◆ **Problem description**: Collect and copy out every line in the items below that contains the word "floor".

◆ **Material for this task**:
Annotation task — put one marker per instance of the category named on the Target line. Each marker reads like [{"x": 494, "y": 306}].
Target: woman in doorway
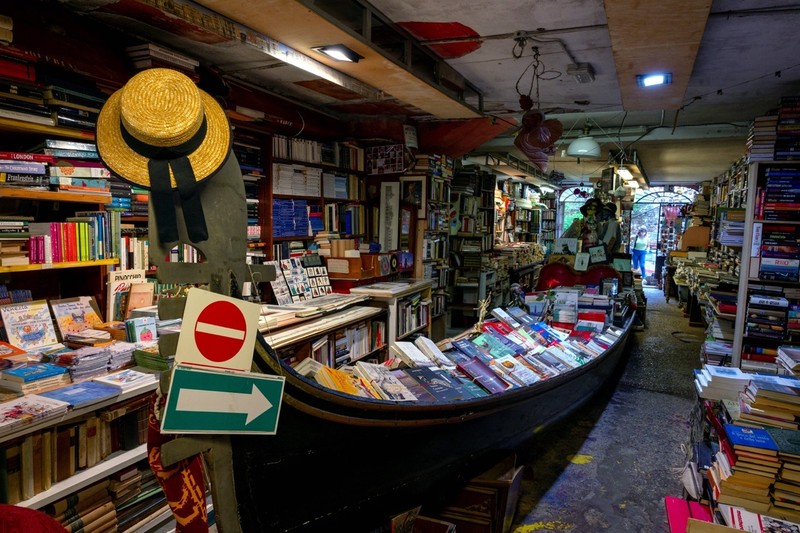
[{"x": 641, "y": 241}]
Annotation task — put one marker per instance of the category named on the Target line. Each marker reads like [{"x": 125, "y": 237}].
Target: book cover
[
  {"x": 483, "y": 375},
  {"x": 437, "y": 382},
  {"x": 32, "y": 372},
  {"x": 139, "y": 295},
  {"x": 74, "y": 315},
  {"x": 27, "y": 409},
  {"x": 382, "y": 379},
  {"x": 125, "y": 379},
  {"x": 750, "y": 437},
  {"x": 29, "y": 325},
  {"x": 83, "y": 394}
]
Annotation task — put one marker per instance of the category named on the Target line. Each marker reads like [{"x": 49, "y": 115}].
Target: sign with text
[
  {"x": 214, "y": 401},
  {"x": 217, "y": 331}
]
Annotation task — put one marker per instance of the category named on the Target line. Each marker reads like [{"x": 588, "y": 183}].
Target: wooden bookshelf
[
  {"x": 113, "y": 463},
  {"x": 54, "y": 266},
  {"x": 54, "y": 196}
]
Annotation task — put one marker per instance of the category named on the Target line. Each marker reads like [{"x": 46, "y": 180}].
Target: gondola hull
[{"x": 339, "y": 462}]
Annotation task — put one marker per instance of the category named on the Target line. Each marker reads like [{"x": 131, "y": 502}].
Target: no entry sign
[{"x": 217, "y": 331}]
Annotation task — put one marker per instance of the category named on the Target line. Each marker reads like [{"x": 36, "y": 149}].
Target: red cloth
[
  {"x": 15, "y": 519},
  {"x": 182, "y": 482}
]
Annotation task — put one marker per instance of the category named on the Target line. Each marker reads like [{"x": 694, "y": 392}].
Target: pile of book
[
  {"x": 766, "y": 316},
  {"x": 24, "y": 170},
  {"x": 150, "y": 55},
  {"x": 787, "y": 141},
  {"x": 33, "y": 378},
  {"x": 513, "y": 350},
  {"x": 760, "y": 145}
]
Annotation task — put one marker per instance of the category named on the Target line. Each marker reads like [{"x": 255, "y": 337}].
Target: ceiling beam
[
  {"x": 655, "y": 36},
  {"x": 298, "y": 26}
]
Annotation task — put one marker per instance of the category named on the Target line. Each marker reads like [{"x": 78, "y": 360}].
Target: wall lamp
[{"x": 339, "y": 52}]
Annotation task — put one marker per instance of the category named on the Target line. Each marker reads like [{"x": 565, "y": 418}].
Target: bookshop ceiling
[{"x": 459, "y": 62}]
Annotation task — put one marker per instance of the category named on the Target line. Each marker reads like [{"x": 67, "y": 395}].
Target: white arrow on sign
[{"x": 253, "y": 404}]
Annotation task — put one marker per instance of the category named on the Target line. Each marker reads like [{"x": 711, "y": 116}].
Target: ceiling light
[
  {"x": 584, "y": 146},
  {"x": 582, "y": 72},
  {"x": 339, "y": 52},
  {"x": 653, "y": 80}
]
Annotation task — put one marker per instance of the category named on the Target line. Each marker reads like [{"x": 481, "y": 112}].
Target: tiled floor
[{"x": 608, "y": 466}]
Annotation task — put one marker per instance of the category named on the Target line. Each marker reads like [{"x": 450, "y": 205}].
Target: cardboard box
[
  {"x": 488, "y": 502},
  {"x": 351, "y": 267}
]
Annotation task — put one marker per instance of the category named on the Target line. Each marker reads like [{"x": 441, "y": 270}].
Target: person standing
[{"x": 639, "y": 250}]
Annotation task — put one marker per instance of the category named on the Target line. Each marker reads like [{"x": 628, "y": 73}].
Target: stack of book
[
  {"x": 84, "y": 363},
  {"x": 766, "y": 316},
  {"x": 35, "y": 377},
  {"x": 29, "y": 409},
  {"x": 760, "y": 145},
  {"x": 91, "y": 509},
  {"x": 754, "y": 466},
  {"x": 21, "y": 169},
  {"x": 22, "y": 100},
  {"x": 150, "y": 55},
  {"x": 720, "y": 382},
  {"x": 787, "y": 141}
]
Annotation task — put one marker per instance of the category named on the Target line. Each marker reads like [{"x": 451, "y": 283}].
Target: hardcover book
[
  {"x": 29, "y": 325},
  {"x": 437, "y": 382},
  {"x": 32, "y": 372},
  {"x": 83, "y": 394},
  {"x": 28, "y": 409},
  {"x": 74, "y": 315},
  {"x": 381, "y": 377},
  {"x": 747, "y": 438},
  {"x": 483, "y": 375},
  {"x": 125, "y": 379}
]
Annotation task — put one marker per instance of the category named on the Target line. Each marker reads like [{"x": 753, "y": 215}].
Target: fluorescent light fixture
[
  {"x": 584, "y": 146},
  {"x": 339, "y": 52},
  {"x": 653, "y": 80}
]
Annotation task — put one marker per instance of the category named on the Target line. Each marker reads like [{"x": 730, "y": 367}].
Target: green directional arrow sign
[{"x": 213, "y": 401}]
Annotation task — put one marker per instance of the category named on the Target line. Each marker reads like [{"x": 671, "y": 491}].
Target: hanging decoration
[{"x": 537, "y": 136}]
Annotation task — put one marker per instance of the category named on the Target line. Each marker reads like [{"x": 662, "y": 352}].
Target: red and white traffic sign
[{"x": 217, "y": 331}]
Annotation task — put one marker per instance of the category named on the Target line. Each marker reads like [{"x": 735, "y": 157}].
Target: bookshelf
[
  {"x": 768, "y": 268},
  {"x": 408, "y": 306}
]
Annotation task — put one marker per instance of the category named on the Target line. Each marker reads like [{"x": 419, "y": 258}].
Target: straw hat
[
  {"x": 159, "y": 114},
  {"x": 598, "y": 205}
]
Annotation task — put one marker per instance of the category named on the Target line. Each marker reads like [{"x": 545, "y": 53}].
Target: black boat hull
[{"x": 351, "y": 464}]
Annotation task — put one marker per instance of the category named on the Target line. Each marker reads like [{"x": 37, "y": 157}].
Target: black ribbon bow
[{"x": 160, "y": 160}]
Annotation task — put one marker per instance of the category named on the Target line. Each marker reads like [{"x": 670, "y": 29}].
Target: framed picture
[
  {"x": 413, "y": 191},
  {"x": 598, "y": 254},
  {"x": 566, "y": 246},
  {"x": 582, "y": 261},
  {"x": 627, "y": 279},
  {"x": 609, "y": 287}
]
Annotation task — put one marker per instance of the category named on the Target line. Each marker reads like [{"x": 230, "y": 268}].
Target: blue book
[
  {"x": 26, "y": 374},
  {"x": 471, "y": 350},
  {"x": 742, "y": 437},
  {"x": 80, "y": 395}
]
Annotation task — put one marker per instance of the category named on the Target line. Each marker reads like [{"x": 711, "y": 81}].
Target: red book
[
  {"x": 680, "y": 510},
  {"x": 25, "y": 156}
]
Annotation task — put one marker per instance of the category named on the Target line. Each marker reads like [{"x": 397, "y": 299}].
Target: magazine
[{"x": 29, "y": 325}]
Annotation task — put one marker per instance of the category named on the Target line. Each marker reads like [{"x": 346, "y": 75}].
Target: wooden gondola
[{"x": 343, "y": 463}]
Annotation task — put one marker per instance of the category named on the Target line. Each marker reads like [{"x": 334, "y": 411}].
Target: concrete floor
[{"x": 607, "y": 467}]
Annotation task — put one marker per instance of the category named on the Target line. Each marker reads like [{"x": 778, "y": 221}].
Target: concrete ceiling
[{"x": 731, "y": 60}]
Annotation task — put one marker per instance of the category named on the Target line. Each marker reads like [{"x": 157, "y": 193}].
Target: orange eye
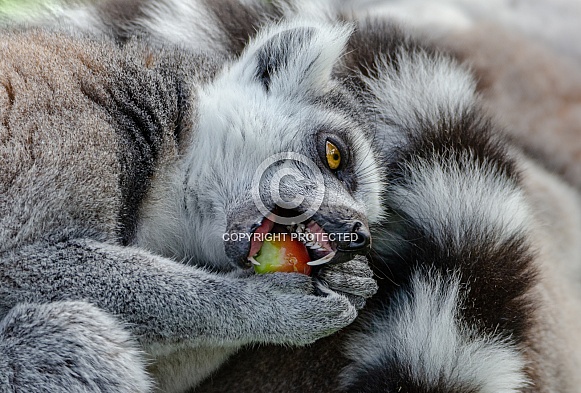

==

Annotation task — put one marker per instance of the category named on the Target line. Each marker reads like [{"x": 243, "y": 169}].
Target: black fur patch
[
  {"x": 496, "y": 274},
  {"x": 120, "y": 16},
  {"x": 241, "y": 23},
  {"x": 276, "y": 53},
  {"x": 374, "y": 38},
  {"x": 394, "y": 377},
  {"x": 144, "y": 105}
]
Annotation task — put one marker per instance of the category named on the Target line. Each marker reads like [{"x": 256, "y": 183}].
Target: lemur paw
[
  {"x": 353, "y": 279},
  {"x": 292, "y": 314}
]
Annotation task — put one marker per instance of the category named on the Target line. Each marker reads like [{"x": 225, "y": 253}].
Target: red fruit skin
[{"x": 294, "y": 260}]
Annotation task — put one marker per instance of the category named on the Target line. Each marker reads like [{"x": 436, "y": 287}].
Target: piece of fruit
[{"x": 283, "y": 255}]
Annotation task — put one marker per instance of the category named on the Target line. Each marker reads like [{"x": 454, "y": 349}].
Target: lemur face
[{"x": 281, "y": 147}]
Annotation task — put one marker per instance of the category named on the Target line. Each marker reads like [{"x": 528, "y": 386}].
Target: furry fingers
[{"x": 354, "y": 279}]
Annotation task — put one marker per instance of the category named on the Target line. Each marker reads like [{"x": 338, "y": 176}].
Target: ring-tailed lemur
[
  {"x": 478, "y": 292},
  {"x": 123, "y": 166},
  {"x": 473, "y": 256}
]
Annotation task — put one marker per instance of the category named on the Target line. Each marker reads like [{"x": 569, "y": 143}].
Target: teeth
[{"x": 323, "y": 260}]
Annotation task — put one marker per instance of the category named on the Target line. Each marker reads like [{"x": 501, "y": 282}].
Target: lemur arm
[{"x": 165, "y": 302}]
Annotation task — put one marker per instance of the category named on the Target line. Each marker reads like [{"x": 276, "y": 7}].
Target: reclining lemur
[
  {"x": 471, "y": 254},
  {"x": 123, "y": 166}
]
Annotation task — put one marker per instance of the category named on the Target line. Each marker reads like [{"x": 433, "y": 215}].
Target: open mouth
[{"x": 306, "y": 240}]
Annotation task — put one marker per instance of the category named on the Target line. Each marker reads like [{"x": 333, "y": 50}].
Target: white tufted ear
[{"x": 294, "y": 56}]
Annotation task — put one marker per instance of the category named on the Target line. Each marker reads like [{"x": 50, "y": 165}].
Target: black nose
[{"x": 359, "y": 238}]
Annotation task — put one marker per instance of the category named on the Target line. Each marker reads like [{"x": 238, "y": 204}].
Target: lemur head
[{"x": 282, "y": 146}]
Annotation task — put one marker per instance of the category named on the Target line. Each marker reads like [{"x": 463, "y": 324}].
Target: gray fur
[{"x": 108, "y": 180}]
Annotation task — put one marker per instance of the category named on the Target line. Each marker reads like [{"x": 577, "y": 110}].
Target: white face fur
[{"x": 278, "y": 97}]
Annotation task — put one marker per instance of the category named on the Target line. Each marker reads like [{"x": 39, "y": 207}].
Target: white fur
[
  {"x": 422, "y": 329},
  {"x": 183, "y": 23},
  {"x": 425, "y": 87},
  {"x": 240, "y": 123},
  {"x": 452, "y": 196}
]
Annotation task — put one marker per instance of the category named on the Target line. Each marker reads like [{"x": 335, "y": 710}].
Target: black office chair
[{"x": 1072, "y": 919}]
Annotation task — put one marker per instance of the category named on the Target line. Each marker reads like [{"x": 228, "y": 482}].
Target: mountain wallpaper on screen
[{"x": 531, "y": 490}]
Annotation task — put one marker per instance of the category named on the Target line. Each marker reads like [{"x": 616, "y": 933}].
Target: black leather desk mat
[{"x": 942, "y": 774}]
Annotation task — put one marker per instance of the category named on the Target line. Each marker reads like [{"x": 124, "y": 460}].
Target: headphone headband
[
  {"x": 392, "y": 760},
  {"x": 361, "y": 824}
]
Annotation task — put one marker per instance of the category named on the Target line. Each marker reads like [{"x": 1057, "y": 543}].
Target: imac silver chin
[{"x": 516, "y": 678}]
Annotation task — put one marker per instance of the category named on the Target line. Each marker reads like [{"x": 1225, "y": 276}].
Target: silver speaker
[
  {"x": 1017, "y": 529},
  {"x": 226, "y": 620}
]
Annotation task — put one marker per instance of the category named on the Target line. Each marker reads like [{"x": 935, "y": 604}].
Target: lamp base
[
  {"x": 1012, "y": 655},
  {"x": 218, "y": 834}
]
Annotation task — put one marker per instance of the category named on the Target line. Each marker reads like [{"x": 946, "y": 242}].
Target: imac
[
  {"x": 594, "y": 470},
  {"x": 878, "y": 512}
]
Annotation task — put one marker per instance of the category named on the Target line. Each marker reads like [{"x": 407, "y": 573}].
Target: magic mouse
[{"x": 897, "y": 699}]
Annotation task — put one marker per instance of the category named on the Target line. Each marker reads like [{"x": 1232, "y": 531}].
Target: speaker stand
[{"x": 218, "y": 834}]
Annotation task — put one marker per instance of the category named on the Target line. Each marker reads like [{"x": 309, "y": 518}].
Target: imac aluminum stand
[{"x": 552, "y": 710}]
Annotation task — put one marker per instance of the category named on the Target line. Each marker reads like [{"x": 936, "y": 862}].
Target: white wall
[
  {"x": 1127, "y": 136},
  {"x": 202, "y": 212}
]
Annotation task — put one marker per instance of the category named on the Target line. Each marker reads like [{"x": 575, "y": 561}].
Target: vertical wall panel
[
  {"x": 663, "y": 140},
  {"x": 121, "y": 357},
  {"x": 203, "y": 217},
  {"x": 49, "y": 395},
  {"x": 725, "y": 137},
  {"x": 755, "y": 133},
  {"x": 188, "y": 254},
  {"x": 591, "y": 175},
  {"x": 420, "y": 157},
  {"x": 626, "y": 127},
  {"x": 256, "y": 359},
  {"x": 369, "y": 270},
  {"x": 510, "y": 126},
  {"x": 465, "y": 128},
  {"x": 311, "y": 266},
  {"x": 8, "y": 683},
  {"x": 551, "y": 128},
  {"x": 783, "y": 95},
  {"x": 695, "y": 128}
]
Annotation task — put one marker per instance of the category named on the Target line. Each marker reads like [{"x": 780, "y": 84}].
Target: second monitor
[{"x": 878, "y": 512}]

* * *

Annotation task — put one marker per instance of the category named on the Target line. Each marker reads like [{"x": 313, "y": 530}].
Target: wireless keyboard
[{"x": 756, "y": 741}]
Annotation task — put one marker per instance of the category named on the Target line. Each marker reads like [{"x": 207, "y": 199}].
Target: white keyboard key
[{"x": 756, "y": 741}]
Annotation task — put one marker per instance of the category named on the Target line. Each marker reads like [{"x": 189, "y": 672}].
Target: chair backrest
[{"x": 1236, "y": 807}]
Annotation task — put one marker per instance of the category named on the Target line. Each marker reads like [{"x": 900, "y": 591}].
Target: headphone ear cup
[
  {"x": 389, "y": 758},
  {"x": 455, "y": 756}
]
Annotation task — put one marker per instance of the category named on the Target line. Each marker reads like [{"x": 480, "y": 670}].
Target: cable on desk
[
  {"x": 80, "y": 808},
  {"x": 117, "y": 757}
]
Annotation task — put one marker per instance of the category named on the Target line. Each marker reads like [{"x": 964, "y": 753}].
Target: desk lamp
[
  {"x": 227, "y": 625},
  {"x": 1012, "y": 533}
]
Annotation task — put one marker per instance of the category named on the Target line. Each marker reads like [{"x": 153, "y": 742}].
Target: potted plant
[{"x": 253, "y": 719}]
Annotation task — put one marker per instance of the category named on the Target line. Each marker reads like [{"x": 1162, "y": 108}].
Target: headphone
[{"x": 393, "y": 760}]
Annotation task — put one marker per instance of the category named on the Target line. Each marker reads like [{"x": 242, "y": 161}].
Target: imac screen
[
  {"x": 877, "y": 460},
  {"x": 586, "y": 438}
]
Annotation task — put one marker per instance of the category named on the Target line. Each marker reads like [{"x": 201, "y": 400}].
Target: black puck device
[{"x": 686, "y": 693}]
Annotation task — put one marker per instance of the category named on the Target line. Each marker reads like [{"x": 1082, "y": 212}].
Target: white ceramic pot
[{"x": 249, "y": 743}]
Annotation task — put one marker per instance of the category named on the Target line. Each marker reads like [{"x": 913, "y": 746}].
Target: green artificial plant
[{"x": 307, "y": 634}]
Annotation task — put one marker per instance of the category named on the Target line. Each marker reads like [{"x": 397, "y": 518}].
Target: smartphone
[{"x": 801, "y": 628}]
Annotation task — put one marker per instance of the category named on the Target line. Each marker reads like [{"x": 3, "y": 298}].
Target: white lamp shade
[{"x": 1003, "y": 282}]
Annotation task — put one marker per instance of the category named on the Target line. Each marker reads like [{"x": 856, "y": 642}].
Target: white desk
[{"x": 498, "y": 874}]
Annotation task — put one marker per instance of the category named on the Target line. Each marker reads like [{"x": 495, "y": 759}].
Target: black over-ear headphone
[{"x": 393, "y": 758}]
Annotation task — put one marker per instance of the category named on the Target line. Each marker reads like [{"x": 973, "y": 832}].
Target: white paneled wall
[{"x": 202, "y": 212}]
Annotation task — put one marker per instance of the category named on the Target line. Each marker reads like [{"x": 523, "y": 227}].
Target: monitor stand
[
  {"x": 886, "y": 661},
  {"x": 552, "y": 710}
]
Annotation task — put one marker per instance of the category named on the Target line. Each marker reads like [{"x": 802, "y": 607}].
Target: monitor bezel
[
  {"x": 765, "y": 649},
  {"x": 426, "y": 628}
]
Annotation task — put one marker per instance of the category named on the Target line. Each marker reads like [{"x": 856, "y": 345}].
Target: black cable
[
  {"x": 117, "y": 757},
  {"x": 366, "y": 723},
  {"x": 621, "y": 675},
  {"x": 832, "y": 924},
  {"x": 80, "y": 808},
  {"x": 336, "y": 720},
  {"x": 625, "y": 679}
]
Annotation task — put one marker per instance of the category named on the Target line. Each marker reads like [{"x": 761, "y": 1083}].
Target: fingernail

◆ **Exercise result**:
Target: tiled floor
Target: concrete floor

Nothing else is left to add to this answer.